------ Excerpted data ------

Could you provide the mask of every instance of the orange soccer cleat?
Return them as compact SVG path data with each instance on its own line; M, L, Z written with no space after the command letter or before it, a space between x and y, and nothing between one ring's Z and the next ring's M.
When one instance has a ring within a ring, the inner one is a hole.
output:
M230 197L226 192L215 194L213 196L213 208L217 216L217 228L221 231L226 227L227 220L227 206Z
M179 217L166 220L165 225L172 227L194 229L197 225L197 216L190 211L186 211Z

------

--- What you should do ---
Repeat the items above line for line, keeping every character unchanged.

--- Response to this exercise ---
Could you provide the mask of every instance of the orange soccer cleat?
Return them as compact SVG path data with each instance on its own line; M, L, Z written with no space after the command letter or before it, a space between x and y, and nothing between one ring's Z and the next ring's M.
When one instance has a ring within a ring, the inner one is a hole.
output:
M230 197L226 192L215 194L213 196L213 208L217 216L217 228L221 231L226 227L227 220L227 206Z
M179 217L166 220L165 225L172 227L194 229L197 225L197 216L190 211L186 211Z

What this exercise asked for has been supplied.